WHAT YOU SHOULD DO: Which lines of the data below contain the word "moose"? Extract each of them in full.

TASK INPUTS:
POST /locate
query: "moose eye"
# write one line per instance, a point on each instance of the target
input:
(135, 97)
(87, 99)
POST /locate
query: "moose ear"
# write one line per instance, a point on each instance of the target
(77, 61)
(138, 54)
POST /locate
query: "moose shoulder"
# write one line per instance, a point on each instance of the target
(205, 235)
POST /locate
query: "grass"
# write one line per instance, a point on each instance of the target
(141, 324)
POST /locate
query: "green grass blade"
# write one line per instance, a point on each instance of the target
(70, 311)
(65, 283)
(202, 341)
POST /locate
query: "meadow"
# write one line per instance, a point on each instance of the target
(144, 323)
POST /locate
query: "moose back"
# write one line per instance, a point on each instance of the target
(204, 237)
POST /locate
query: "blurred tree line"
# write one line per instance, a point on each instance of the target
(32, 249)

* * *

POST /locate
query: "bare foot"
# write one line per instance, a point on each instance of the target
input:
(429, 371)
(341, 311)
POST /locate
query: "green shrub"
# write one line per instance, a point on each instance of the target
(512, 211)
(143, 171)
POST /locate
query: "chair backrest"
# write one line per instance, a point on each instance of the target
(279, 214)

---

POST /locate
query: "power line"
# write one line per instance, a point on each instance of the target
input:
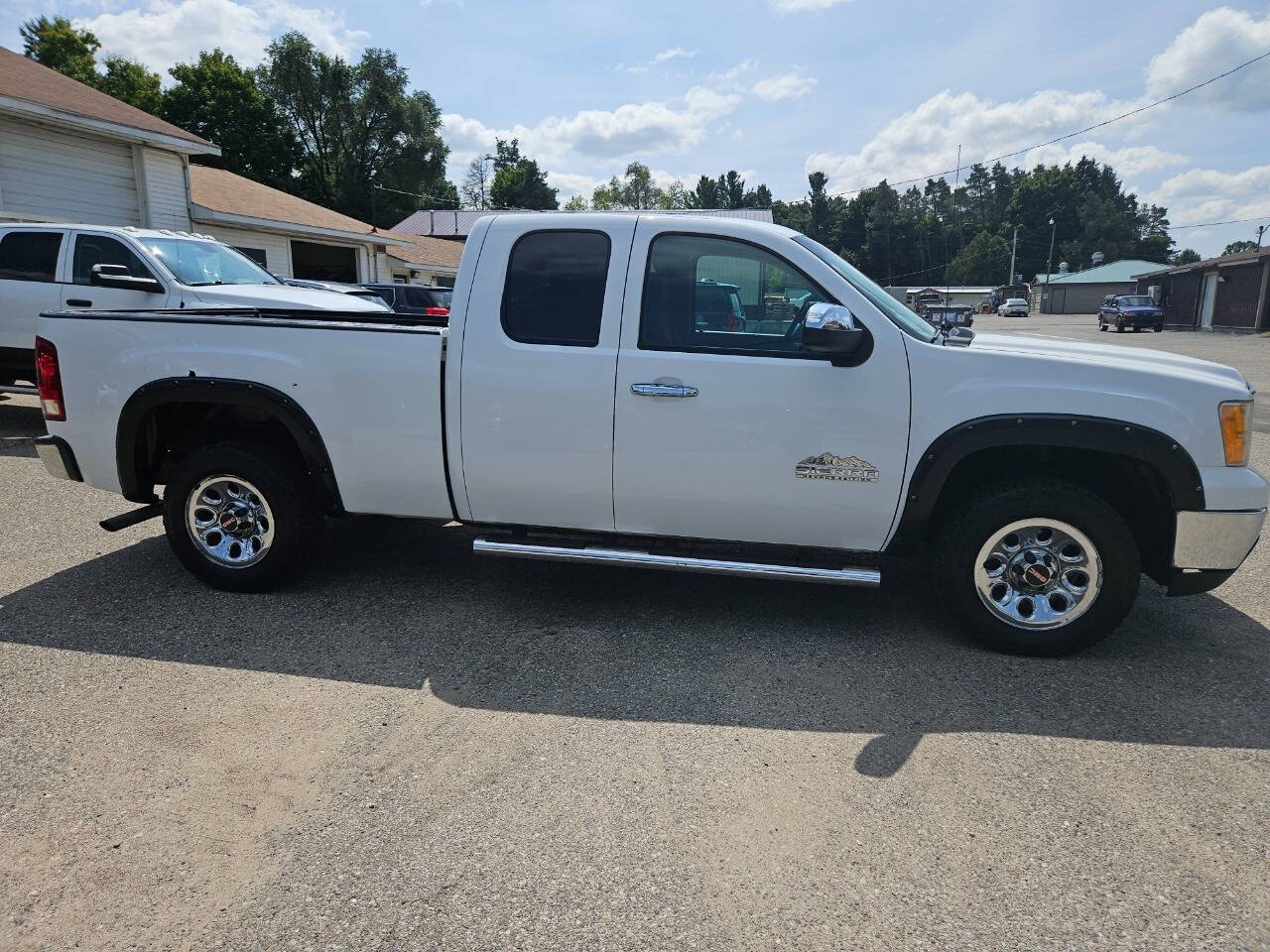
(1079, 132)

SOLUTION FOR THIS PROBLEM:
query: "moose eye"
query: "moose ear"
query: "moose shoulder"
query: "moose back"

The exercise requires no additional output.